Siegen. . Die Wissenschaftler am Lehrstuhl für Experimentelle Quantenoptik von Prof. Christof Wunderlich haben einen Erfolg beim Bau von Quantenrechnern erzielt.

  • Revolutionäres Verfahren für neuartigen Rechner-Typ entwickelt
  • Quantenrechnung mit Hilfe von Radiowellen statt Laserlicht
  • Computer basiert auf drei manipulierten Atomen: Qubits

„Quantensprung“ hört Prof. Christof Wunderlich nicht gerne. Der Begriff, der meist genutzt wird um einen großen Fortschritt zu beschreiben, ist eigentlich die „kleinstmögliche Änderung, zum Beispiel der Enerige eines Systems“, sagt der Lehrstuhlinhaber für Experimentelle Quantenoptik im Department Physik der Universität Siegen.

Wenn schon kein Quantensprung – ein großer Fortschritt ist ihm und seiner Arbeitsgruppe dennoch gelungen: MAGIC. Hinter dem ziemlich passenden Namen – der für Magnetic Gradient Induced Coupling steht, zu deutsch Magnetfeldgradientinduzierte Kopplung – steckt ein revolutionäres Verfahren, den Quantencomputer, ein bislang noch eher theoretisches Konzept, zu realisieren. Wunderlich und seine Mitarbeiter haben denn auch gleich einen dieser Rechner völlig neuen Typs im Labor entwickelt – in kleinem Maßstab.

Prof. Christof Wunderlich.
Prof. Christof Wunderlich.

Immer leistungsfähigere Supercomputer versammeln Abermilliarden Bits auf ihren Prozessoren, mehrere hundert Terabyte Arbeitsspeicher haben moderne Superrechner – ein moderner Laptop hat etwa acht Gigabyte, weniger als ein Tausendstel. Der Quantencomputer des Instituts für Experimentelle Quantenoptik hat drei Bits: Quantenbits oder Qubits. Ein herkömmlicher Rechner mit drei Bits Rechenleistung kann quasi: Nichts. Die Siegener können ihren Quantencomputer die durchaus komplexe Fourier-Transformation rechnen lassen, Grundlage vieler Algorithmen.

Was ist ein Bit?

Klassisch: Ein klassisches Bit ist ein Transistor. Der hat zwei Zustände: An und aus. „Strom fließt oder nicht“, sagt Christof Wunderlich. Null und Eins.

**AUSGELESENE DATEN**

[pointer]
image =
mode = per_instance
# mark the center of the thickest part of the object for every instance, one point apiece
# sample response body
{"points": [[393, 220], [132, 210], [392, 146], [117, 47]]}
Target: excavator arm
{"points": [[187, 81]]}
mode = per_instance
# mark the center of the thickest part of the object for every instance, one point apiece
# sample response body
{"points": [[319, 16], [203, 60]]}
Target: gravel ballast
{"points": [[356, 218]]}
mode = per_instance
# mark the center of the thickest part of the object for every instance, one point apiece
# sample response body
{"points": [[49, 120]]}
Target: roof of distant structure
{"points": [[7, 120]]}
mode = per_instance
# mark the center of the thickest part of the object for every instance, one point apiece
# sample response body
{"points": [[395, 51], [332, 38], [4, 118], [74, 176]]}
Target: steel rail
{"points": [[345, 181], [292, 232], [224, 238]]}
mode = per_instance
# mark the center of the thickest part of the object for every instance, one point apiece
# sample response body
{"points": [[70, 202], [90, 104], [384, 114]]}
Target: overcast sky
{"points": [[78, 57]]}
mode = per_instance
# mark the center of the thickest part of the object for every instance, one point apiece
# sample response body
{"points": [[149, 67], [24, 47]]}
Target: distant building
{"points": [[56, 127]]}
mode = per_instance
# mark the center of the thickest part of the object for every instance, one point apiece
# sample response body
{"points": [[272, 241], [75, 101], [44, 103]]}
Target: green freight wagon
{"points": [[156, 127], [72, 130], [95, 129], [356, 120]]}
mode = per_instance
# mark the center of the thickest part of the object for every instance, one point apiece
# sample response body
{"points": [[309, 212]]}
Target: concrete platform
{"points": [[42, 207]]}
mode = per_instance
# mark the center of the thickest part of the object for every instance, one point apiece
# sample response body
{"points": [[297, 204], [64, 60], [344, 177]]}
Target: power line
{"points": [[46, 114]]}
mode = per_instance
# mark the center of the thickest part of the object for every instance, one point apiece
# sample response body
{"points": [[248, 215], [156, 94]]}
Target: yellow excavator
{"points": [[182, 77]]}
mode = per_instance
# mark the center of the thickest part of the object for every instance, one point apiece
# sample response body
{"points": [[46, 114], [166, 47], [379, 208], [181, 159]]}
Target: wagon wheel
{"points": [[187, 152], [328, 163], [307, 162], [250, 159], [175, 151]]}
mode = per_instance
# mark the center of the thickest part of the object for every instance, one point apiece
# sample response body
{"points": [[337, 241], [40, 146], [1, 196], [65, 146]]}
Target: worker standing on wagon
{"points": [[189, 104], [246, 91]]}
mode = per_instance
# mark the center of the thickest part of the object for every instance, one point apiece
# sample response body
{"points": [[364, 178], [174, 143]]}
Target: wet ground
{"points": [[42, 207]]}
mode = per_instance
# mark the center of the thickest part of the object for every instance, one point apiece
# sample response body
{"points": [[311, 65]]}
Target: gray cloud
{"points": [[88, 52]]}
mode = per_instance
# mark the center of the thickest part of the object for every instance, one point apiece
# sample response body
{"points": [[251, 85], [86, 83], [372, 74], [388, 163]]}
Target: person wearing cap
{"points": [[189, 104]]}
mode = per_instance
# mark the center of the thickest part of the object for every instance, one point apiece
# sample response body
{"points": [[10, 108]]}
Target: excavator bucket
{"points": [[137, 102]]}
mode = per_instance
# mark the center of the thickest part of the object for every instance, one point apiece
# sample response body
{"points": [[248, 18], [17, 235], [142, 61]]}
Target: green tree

**SCHRIFTLICHE AUFGABE 1**
Nenne jede Zeile der Datensätze, in der die Zeichenfolge „excavator“ vorkommt.
**SCHRIFTLICHE AUFGABE 2**
Schreibe den Text über den Siegener Quantencomputer im Anschluss an seinen letzten Satz weiter.

**LÖSUNG 1**
Target: excavator arm
Target: yellow excavator
Target: excavator bucket

**LÖSUNG 2**
Quanten: Ein Qubit kann ein einzelnes Atom sein. „Atome haben seltsame Eigenschaften“, sagt Prof. Wunderlich: „Sie können unendlich viele Überlagerungszustände zwischen Null und Eins annehmen.“ Erklären kann man das mit den Methoden der klassischen Physik nicht – aber die Forscher machen sich diese Eigenheiten nutzbar. Dafür braucht es allerdings völlig neue Algorithmen, Rechenvorschriften, die mit diesem völlig anderen physikalischen Computersystem umgehen können. Denn obwohl sie unendlich viele Zustände haben, können die Wissenschaftler nur zwei davon direkt messen. An oder Aus.

Wozu wird ein Quantencomputer genutzt?

Ein Quantencomputer kann alles, was auch ein klassischer Rechner kann – vor allem schneller. Zum Beispiel gibt es Moleküle, die so komplex sind, dass selbst hochgezüchtete Supercomputer lange rechnen müssen, um die Struktur zu verstehen. Oder Datenverschlüsselung: Jeder Code kann geknackt werden; schwierig, aber nicht unmöglich. Moderne Codes sind aber so ungeheuer kompliziert, dass auch ein Supercomputer Monate für die Entschlüsselung rechnet. Bis dahin ist der Code längst ausgetauscht. Ein Quantencomputer könnte exponentiell effizienter rechnen.

Wie funktioniert ein Computer?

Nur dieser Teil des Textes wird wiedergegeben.